DOCUMENT EXTRACT.
Up until exactly nine days ago today, I supported Ted Cruz for president as much as anyone, argued for his candidacy with anyone, and really believed he was the best candidate for the GOP nomination, and to actually be the president. The he made the pick of Carly Fiorina, quite prematurely, as his would-be running mate if he won the nomination, and the GOP convention went along with Fiorina being the candidate for vice president. It is no coincidence that, just six days after making this colossal blunder of a running mate announcement, and the totally non-Cruz type individual he chose to be the running mate, moderate and squishy Carly Fiorina, Cruz has no choice but to suspend his campaign after being destroyed and losing all 57 Indiana delegates to Donald Trump, just days after Nate Silver’s Polls Plus forecast had Ted Cruz winning the state. Let’s not mince words, and let’s be honest enough to admit it, the Fiorina choice had more than anything else, any other factors, in ending Cruz’s 2016 quest for the GOP nomination. I know there will be some fellow Ted Cruz supporters that don’t want to hear this, or read it, but it’s time for us to be honest with ourselves, and learn the lessons, and not just keep telling us those things that make us feel better, in a false way. Ted Cruz made the mistakes that lost this nomination battle. Donald Trump is not the problem here, nor is he to blame.

EXCERPTED RECORDS.
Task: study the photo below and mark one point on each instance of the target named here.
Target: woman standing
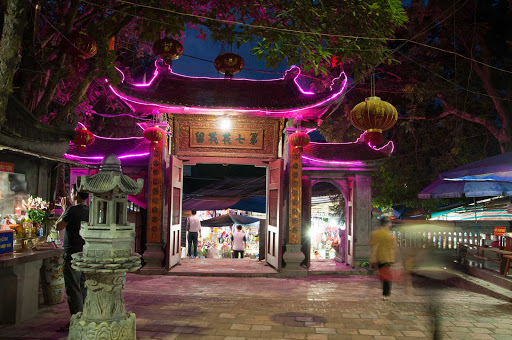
(381, 242)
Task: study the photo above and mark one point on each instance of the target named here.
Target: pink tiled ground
(316, 307)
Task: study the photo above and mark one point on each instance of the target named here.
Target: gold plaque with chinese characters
(202, 135)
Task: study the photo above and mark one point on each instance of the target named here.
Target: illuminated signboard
(499, 231)
(217, 138)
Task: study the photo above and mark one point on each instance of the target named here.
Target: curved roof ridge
(283, 97)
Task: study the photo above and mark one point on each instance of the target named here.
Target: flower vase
(52, 280)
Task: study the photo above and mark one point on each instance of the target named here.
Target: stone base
(123, 329)
(293, 257)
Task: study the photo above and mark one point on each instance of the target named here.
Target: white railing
(435, 239)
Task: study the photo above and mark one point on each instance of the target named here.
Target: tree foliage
(452, 110)
(291, 31)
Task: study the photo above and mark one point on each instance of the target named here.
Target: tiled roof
(105, 181)
(271, 97)
(103, 147)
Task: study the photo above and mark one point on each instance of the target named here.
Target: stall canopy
(488, 177)
(228, 220)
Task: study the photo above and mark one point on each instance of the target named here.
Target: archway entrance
(328, 225)
(212, 188)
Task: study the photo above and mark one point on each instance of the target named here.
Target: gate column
(154, 254)
(362, 218)
(293, 256)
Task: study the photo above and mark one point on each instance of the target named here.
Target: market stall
(25, 223)
(216, 235)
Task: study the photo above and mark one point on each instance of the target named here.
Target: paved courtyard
(318, 307)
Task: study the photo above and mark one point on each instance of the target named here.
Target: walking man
(239, 242)
(194, 232)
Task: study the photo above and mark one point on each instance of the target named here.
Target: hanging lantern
(299, 140)
(83, 138)
(154, 134)
(229, 64)
(168, 49)
(374, 116)
(79, 46)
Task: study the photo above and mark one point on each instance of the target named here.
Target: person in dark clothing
(71, 219)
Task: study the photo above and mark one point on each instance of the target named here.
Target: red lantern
(374, 116)
(229, 64)
(83, 138)
(154, 134)
(168, 49)
(299, 140)
(79, 46)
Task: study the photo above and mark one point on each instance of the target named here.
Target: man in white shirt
(239, 242)
(194, 230)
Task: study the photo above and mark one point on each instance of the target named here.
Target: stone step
(454, 278)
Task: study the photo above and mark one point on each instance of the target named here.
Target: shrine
(262, 115)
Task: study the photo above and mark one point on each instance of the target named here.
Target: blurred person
(239, 242)
(194, 232)
(71, 219)
(382, 254)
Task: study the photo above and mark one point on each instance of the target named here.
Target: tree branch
(12, 35)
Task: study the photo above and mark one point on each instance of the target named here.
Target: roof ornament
(168, 49)
(229, 64)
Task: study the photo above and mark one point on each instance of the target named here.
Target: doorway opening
(224, 197)
(328, 223)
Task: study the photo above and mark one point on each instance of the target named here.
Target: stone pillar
(106, 256)
(104, 316)
(362, 218)
(154, 255)
(306, 221)
(293, 257)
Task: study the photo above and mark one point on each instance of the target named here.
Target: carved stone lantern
(107, 255)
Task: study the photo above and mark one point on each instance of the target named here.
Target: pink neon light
(223, 110)
(349, 163)
(67, 155)
(155, 74)
(389, 144)
(360, 140)
(110, 138)
(118, 70)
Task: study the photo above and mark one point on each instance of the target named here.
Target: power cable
(453, 83)
(311, 33)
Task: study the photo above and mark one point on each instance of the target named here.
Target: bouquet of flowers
(37, 210)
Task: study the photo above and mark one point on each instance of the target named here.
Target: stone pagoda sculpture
(107, 255)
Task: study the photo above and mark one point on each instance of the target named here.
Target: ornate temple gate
(348, 166)
(250, 141)
(257, 109)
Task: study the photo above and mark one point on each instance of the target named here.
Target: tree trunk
(12, 35)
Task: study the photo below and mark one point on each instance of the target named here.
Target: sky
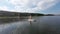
(31, 6)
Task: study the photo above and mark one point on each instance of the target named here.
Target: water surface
(42, 25)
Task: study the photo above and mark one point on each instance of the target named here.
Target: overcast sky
(35, 6)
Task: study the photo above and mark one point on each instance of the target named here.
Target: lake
(42, 25)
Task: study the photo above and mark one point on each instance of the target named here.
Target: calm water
(42, 25)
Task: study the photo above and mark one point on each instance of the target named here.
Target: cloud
(3, 8)
(31, 5)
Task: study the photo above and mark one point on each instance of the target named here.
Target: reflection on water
(43, 25)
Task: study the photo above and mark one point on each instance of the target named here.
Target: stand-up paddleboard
(30, 19)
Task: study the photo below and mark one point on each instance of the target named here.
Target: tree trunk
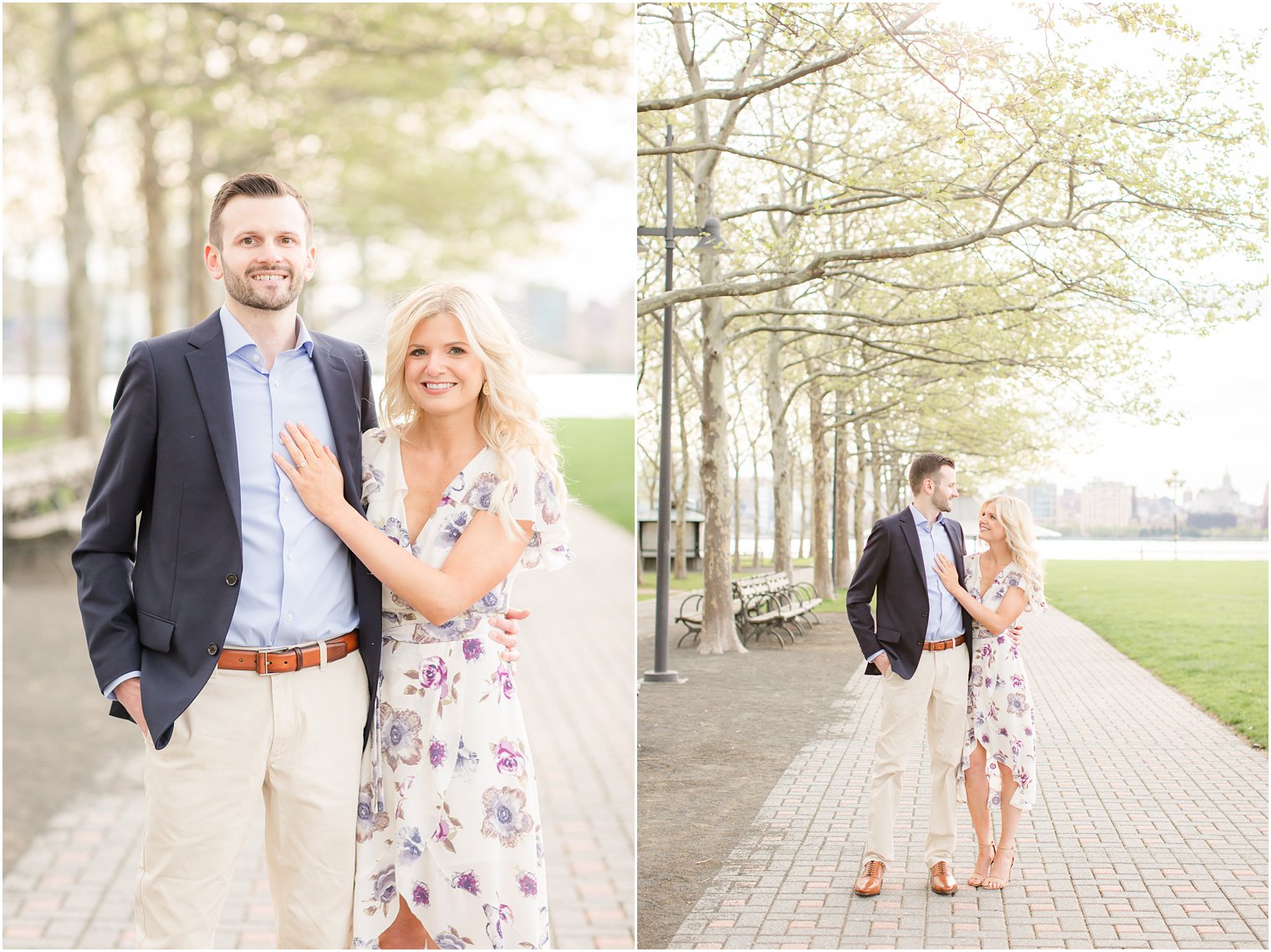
(680, 566)
(842, 480)
(823, 576)
(802, 514)
(83, 327)
(754, 469)
(198, 303)
(784, 487)
(736, 512)
(880, 497)
(858, 495)
(156, 266)
(718, 631)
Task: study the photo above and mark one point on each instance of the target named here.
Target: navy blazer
(892, 564)
(156, 596)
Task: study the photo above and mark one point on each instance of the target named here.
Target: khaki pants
(293, 740)
(938, 689)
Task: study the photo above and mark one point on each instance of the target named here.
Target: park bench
(801, 599)
(762, 604)
(691, 617)
(44, 488)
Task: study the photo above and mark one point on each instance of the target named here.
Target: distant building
(1223, 500)
(1106, 505)
(1069, 509)
(1043, 498)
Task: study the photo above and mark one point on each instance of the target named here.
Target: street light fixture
(1175, 483)
(708, 243)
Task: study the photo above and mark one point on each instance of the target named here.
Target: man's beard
(246, 291)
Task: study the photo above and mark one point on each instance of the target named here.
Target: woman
(462, 492)
(1001, 750)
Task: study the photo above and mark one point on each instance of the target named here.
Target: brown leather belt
(283, 660)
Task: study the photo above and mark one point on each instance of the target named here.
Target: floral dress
(999, 703)
(449, 811)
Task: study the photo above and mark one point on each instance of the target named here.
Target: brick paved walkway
(1149, 830)
(73, 888)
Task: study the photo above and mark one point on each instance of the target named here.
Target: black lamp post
(708, 243)
(1175, 483)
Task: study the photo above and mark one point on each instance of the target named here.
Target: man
(918, 649)
(232, 627)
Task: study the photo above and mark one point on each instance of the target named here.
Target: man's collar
(237, 337)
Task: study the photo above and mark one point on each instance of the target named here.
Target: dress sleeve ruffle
(534, 500)
(375, 451)
(1031, 588)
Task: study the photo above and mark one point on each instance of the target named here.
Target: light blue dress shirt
(296, 583)
(943, 612)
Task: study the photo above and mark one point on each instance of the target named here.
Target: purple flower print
(466, 761)
(394, 530)
(385, 885)
(505, 681)
(432, 674)
(369, 820)
(410, 846)
(508, 758)
(495, 922)
(452, 529)
(400, 736)
(481, 493)
(545, 498)
(506, 817)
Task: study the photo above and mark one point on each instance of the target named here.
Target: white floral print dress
(999, 702)
(449, 811)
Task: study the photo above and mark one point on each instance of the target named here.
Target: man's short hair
(254, 185)
(926, 466)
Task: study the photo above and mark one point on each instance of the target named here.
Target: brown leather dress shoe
(870, 883)
(942, 880)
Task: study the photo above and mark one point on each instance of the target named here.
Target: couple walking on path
(945, 647)
(295, 590)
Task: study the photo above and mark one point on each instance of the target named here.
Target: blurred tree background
(422, 136)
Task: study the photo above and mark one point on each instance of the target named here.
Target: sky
(1219, 381)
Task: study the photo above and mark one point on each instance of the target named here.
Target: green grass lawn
(1200, 627)
(22, 432)
(600, 466)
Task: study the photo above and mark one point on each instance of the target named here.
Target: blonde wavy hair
(508, 417)
(1016, 517)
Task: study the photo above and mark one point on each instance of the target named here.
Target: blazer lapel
(212, 378)
(958, 543)
(911, 532)
(337, 390)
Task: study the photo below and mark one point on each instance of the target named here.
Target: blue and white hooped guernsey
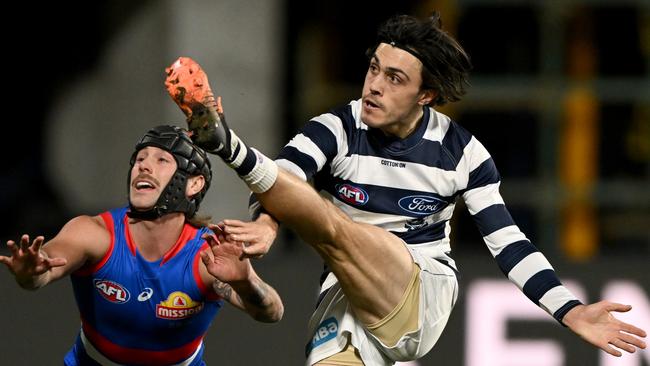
(138, 312)
(409, 187)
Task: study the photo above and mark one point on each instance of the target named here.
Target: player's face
(392, 99)
(152, 170)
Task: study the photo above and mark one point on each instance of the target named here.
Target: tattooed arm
(233, 278)
(254, 296)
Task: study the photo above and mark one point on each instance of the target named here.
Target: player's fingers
(36, 244)
(611, 350)
(12, 247)
(623, 345)
(233, 222)
(219, 106)
(629, 328)
(24, 242)
(631, 340)
(245, 237)
(205, 257)
(613, 306)
(5, 260)
(211, 239)
(254, 250)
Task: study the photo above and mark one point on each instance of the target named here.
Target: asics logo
(145, 294)
(422, 205)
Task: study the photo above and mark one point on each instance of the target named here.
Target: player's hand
(595, 324)
(224, 259)
(28, 261)
(257, 236)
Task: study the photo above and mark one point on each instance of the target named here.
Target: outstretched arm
(30, 265)
(234, 279)
(596, 325)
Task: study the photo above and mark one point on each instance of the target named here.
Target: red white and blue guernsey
(137, 312)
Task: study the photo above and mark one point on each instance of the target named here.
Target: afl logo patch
(112, 291)
(422, 205)
(351, 194)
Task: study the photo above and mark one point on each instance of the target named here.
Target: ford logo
(422, 205)
(351, 194)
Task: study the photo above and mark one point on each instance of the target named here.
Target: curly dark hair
(445, 64)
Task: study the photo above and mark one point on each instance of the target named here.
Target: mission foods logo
(112, 291)
(351, 194)
(422, 205)
(178, 305)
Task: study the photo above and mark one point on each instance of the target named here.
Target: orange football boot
(187, 84)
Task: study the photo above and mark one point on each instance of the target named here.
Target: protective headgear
(191, 160)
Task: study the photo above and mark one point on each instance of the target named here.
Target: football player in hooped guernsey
(148, 278)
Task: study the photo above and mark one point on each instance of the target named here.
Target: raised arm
(35, 264)
(232, 277)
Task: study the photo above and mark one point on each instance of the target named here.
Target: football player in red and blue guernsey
(148, 278)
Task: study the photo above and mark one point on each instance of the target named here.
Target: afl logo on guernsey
(351, 194)
(422, 205)
(112, 291)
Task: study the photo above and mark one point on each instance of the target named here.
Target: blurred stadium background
(560, 96)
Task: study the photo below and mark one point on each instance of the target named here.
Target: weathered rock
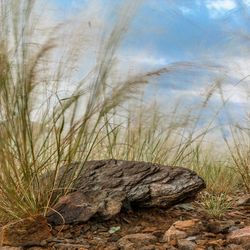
(244, 201)
(234, 247)
(68, 246)
(136, 241)
(11, 248)
(172, 234)
(104, 187)
(183, 229)
(26, 232)
(186, 245)
(216, 226)
(240, 236)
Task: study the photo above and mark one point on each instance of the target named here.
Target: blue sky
(212, 34)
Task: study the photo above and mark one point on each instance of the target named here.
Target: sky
(211, 35)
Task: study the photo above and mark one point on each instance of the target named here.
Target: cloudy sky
(212, 35)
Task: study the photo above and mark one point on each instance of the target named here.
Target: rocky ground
(186, 226)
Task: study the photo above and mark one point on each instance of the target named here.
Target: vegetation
(41, 131)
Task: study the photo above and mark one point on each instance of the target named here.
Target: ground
(146, 229)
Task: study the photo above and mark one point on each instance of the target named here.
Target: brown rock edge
(107, 186)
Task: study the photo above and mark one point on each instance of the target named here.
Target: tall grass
(40, 131)
(31, 147)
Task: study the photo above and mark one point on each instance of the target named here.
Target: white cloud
(246, 2)
(219, 7)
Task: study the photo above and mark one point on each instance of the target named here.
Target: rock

EXERCISE TASK.
Carry on the opinion piece about Ted Cruz's failed 2016 campaign from its last sentence, keeping the tone and argument of the text above the listing.

REPLY.
Ted Cruz, himself, was the strongest asset his campaign had, as the strong conservative candidate who, as an almost unknown first term senator before that, attracted as much support as he did in this campaign for president. But it was also Ted Cruz, and those he appointed or hired to run his campaign, that made all the mistakes, including the delegate strategy that created such bad optics, the choice to not emphasize a Middle Class Prosperity message that clearly would have won this campaign, and then in the end, the Carly Fiorina decision that was the last straw of a desperate and losing campaign. Ted Cruz made these mistakes, not Donald Trump.
Those are the lessons of the 2016 Ted Cruz for president campaign. We can learn from them and be better prepared for next time. Or we can bash Trump supporters, and those who call for Republicans to unify behind the GOP nominee, and keep our heads in the sands and be doomed to repeat those mistakes next time.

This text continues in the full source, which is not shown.